■ 文件摘錄
------------

2009-05-01

【P】TIDY - 修正錯誤的 HTML, XHTML, XML

最近發現有時候抓回來的RSS,會有格式錯誤的問題,

問了我們這的大師 部落小波 後,他指引了我一條路 【HTML Tidy Library Project

( 真的覺的 部落小波 懂的還真多耶~~ )

Tidy 這東西可以把一些缺少的或多餘的Tag修正,

因為現在很多發表文章的編輯器,都可以自己修改程式碼了~

但有時都會把程式碼改的亂七八糟~這時候這個東西就挺有用的,

可以幫你修正這些錯誤~~

很幸運的,PHP也有支援tidy了~

安裝方式如下 -- ( 偷貼 部落小波 的文章 )

------------

■ 條目列表
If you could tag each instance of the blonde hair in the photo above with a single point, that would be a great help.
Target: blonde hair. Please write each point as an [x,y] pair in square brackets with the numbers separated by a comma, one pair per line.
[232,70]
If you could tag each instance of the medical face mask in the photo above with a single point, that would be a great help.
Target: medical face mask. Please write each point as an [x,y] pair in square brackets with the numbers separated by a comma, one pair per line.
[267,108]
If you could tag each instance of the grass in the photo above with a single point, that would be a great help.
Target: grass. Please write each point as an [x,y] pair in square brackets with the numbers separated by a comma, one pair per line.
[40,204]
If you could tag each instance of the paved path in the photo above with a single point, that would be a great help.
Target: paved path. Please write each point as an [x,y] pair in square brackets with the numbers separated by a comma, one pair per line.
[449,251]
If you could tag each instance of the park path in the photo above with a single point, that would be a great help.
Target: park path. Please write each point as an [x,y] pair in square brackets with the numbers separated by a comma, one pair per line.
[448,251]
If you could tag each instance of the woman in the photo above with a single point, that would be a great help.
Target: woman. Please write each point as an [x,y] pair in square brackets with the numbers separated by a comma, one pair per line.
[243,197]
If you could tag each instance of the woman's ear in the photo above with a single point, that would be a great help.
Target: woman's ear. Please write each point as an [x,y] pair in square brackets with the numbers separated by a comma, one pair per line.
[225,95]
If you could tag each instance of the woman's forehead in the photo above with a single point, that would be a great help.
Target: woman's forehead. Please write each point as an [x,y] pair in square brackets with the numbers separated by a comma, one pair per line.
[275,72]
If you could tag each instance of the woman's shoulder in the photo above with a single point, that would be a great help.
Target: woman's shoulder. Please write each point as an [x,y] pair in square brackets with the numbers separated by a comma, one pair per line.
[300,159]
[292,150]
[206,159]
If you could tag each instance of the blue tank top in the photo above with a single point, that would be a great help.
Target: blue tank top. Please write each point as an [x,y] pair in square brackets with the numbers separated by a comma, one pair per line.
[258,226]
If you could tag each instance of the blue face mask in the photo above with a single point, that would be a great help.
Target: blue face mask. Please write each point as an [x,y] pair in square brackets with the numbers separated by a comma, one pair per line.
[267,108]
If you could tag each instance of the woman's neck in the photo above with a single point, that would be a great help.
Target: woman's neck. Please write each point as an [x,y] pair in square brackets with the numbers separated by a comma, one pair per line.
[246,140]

------------

■ 作業指示
請逐字傳回上方介紹以 Tidy 修正 HTML 錯誤的文章全文。

■ 作業解答
2009-05-01

【P】TIDY - 修正錯誤的 HTML, XHTML, XML

最近發現有時候抓回來的RSS,會有格式錯誤的問題,

問了我們這的大師 部落小波 後,他指引了我一條路 【HTML Tidy Library Project

( 真的覺的 部落小波 懂的還真多耶~~ )

Tidy 這東西可以把一些缺少的或多餘的Tag修正,

因為現在很多發表文章的編輯器,都可以自己修改程式碼了~

但有時都會把程式碼改的亂七八糟~這時候這個東西就挺有用的,

可以幫你修正這些錯誤~~

很幸運的,PHP也有支援tidy了~

安裝方式如下 -- ( 偷貼 部落小波 的文章 )